● About this exercise:
Each line starting at the one that contains "the white uniform" and ending at the one that contains "Query: green grass lawn" must be returned exactly, and the rest of the listing is left out.

● Data section:
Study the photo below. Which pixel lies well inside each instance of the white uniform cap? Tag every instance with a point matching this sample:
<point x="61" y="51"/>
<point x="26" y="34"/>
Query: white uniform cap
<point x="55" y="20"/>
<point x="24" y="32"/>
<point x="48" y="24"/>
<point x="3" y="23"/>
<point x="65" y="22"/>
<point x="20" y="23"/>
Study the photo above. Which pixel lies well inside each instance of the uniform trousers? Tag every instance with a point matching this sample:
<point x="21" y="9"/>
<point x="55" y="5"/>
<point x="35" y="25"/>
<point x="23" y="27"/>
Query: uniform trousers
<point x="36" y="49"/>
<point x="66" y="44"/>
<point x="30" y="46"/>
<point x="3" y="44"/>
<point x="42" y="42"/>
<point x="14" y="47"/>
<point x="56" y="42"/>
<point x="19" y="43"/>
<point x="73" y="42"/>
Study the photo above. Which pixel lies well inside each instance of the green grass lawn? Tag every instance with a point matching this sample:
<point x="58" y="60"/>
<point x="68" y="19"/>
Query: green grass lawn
==
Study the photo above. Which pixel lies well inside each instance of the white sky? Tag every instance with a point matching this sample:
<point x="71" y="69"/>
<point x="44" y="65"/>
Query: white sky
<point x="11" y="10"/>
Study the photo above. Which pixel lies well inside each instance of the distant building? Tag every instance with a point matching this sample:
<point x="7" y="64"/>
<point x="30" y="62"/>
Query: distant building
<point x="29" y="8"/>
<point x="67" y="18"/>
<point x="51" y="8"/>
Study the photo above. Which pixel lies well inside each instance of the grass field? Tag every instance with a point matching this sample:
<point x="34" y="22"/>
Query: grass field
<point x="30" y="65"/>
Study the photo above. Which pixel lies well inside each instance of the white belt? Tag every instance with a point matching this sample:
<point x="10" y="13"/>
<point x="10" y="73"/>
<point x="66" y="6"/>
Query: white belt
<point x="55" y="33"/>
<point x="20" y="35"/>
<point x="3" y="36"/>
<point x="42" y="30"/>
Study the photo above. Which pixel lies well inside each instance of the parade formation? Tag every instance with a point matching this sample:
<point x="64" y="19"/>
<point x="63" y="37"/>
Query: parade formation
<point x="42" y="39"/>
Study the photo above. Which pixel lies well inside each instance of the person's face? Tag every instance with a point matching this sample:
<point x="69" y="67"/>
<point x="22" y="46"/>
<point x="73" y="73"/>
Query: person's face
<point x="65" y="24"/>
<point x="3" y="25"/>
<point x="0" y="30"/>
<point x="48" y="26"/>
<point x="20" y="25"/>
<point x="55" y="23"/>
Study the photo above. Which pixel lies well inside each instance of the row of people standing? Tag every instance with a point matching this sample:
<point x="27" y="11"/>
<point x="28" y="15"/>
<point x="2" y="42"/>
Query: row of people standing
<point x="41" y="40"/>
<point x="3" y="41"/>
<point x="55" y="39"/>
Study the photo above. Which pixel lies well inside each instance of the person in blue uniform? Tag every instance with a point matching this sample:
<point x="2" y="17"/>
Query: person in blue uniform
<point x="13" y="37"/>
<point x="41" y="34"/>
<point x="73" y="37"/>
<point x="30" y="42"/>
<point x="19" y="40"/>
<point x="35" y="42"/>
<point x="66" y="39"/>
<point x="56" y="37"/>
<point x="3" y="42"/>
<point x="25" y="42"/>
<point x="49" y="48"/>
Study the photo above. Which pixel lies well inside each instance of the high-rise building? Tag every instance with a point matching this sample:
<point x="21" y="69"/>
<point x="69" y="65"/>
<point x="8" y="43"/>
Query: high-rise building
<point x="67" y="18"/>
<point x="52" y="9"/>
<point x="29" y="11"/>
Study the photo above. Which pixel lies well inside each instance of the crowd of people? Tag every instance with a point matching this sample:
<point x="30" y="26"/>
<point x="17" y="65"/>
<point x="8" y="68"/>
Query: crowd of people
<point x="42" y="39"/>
--
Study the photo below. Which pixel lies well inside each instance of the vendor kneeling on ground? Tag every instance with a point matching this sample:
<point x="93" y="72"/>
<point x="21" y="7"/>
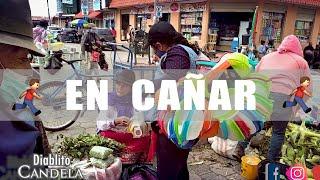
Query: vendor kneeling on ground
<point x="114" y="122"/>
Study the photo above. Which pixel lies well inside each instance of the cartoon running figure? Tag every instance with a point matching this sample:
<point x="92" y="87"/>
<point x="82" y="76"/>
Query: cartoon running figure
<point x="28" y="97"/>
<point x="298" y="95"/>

● Completed task:
Study the photo below. Which pixel lies well inside each instance of the white uniform cap? Tag every instance with a point matching this sample:
<point x="61" y="51"/>
<point x="26" y="34"/>
Query: white uniform cap
<point x="55" y="20"/>
<point x="24" y="32"/>
<point x="48" y="24"/>
<point x="3" y="23"/>
<point x="65" y="22"/>
<point x="20" y="23"/>
Study the photo above. Which pixel lies well inside each instance of the uniform trousers? Tag every instance with a point matching this sample:
<point x="21" y="9"/>
<point x="55" y="5"/>
<point x="35" y="25"/>
<point x="23" y="27"/>
Query: uniform trousers
<point x="36" y="49"/>
<point x="66" y="44"/>
<point x="30" y="46"/>
<point x="3" y="44"/>
<point x="42" y="42"/>
<point x="14" y="47"/>
<point x="56" y="42"/>
<point x="19" y="43"/>
<point x="73" y="42"/>
Study the photo above. Which pixel lies well inside each instance of the green grass lawn? Tag every instance with a point matching this sample:
<point x="58" y="60"/>
<point x="68" y="19"/>
Query: green grass lawn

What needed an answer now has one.